**Raw data:**
╔══
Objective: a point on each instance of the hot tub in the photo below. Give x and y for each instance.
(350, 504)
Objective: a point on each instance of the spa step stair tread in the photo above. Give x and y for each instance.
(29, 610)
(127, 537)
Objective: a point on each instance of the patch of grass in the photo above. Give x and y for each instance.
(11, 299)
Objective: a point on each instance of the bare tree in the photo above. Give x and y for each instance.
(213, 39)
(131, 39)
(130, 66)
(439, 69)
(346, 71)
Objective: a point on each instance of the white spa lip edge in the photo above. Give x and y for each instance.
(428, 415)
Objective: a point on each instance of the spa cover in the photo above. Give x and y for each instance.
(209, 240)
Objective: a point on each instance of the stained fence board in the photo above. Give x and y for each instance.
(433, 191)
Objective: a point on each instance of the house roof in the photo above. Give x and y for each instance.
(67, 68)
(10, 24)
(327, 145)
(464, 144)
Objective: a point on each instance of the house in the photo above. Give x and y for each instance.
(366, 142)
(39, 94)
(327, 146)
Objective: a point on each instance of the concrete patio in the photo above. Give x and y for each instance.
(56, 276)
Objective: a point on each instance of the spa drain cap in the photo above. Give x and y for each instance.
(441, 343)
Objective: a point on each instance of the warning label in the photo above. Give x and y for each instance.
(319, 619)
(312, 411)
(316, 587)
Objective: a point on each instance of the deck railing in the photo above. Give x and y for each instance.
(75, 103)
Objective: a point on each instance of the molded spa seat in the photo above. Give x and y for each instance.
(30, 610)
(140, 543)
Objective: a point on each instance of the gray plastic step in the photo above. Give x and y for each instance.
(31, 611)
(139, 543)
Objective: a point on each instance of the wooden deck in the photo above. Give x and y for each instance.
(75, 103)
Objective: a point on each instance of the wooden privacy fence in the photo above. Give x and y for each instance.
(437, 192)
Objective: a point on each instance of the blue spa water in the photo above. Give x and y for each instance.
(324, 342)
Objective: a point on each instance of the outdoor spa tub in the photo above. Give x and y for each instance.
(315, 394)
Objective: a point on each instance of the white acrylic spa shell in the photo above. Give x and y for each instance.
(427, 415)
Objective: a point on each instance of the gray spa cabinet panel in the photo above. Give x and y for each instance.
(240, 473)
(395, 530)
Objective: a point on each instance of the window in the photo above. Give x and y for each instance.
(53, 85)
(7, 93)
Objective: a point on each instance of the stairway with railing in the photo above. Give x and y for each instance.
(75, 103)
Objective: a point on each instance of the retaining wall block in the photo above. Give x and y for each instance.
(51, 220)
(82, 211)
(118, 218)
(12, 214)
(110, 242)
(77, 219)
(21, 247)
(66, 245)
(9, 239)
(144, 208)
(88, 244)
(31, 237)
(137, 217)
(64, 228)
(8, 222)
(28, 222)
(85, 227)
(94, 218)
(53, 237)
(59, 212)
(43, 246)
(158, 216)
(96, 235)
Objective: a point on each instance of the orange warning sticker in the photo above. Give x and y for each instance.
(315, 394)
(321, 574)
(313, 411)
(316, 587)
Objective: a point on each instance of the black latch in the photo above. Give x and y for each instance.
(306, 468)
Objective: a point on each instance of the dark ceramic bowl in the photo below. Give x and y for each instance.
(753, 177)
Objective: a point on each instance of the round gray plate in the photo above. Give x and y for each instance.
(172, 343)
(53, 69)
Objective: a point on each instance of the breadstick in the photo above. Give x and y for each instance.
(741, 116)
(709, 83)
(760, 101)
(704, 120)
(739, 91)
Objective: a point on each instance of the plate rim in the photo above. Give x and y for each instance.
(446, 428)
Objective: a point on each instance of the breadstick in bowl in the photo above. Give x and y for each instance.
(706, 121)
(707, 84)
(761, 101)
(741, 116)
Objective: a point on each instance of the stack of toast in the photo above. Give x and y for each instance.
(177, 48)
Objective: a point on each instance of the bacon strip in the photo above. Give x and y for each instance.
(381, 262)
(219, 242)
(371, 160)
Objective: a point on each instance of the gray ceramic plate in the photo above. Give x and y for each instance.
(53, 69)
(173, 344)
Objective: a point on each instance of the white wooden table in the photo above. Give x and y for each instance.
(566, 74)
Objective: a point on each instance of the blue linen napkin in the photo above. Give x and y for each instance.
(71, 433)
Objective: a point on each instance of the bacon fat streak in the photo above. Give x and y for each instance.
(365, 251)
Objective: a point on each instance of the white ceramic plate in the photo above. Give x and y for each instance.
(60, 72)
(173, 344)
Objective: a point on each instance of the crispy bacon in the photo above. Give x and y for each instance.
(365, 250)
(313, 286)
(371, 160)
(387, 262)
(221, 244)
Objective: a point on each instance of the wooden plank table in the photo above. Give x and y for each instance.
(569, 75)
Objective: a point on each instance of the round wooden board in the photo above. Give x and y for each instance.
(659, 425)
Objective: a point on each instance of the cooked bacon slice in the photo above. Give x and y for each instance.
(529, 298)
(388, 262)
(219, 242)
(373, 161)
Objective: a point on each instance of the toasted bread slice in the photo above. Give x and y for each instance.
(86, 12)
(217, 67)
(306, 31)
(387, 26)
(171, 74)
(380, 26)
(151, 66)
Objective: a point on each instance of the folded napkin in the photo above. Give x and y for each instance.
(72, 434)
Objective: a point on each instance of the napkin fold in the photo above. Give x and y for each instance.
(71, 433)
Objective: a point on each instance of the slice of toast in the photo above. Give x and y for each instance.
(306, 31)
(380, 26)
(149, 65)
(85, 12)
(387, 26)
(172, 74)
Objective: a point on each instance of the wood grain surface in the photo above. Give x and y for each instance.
╚══
**Given instruction:**
In the records above, find the line containing "Objective: a point on each instance of the toasted"; please retype it and every line after it through the last line, exactly and with nothing else.

**Completed task:**
Objective: a point on each instance of the toasted bread slice in the photo above. Give x and y for each instance.
(86, 12)
(217, 67)
(306, 31)
(387, 26)
(171, 74)
(380, 26)
(151, 66)
Objective: a point on each instance of the folded napkin in the photo above. Give x and y for each instance.
(72, 434)
Objective: a point on each instance of the napkin fold in the photo above. Give x and y for each instance.
(71, 433)
Objective: a point on each instance of the slice of toast in the photo above. Give x and y for each instance.
(306, 31)
(380, 26)
(149, 65)
(85, 12)
(387, 26)
(172, 74)
Objective: a point on each instance of the wood grain surface in the photo above. Give x and y for each instance.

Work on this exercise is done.